● Written task:
Beginning with the line containing "Reviewer note: verify one keypoint per instance of the balcony." and going on through the end of the data below, write out every line again. Leave the wording lines unchanged, and shift each coordinate value up by 143.

══════════════════════════════

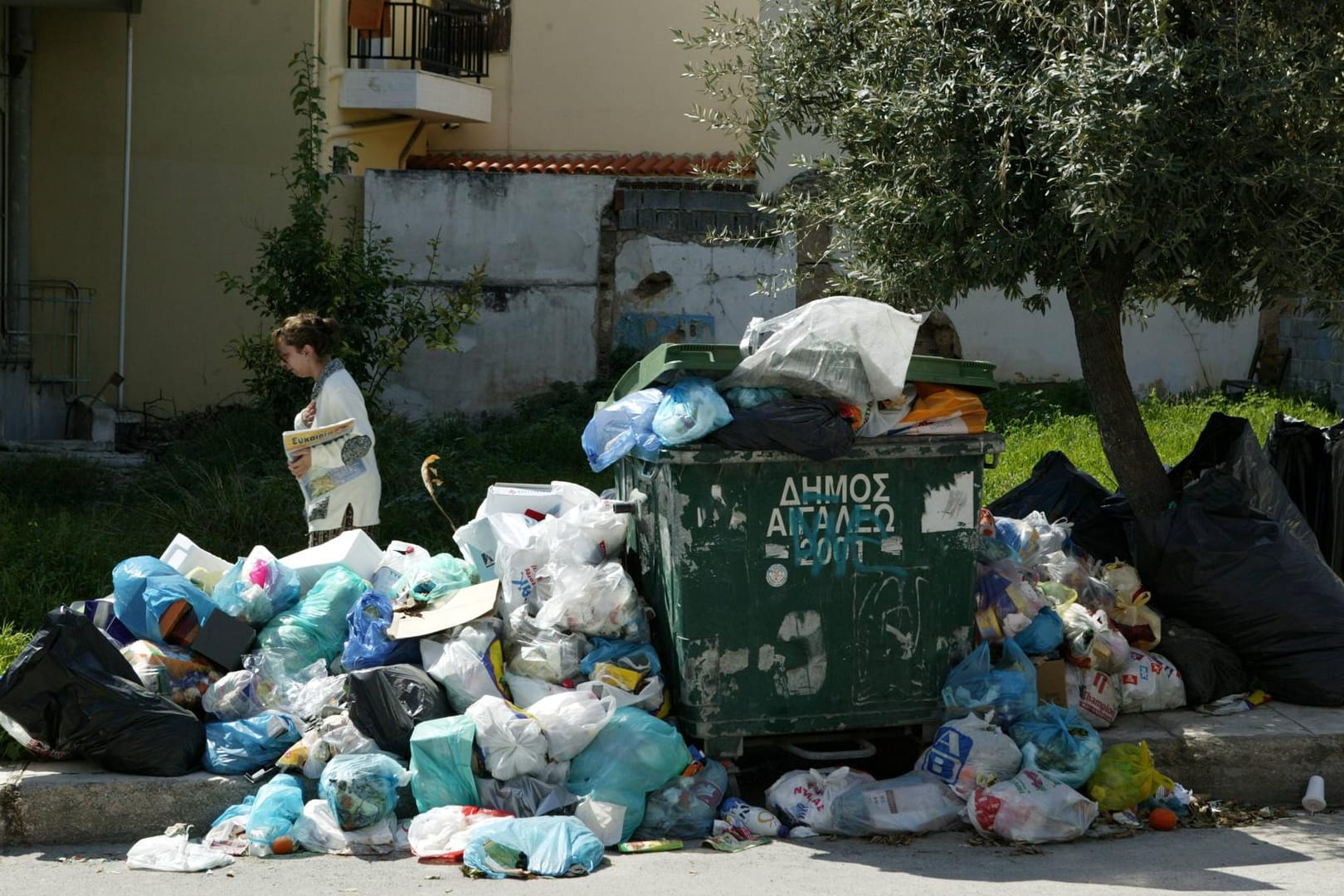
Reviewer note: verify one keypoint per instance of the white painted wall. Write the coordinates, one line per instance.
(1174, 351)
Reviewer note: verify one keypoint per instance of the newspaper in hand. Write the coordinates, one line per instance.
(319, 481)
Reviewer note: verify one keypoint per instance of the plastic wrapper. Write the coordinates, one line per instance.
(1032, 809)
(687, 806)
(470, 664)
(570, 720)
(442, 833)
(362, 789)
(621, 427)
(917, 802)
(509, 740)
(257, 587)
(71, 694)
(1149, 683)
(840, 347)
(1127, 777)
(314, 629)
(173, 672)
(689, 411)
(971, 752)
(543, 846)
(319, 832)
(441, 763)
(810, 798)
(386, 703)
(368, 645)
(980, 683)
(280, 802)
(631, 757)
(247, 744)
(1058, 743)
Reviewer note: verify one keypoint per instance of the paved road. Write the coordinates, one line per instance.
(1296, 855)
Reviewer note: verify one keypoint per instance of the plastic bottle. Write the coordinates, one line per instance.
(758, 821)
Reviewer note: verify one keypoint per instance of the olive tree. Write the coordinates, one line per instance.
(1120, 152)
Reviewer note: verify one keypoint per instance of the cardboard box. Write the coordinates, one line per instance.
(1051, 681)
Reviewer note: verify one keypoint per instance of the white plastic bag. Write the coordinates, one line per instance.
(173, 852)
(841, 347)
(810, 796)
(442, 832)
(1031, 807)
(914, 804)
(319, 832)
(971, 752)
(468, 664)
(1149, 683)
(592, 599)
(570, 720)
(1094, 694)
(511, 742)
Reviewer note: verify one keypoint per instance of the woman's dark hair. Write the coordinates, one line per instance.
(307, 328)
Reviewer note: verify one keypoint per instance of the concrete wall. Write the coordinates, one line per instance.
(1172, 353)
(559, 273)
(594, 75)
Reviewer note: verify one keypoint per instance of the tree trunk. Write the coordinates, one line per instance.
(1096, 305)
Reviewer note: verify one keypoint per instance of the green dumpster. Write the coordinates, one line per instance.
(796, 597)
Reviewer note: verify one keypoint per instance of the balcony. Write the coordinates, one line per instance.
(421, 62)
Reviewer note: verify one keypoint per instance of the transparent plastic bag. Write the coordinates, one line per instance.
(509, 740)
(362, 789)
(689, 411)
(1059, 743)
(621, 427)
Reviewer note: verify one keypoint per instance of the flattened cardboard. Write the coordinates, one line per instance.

══════════════════════════════

● Completed exercise:
Reviewer note: verify one keypoint per instance of the balcony. Write the coordinates, one line per instance.
(564, 205)
Reviewer note: verify one keypoint per instance of the transparent plastic bag. Write the coordinates, one line per instance.
(652, 883)
(505, 932)
(832, 554)
(1202, 886)
(764, 570)
Reviewer note: verify one keypoint per instance of the flattened cardboard. Write the coordinates, one line per instance.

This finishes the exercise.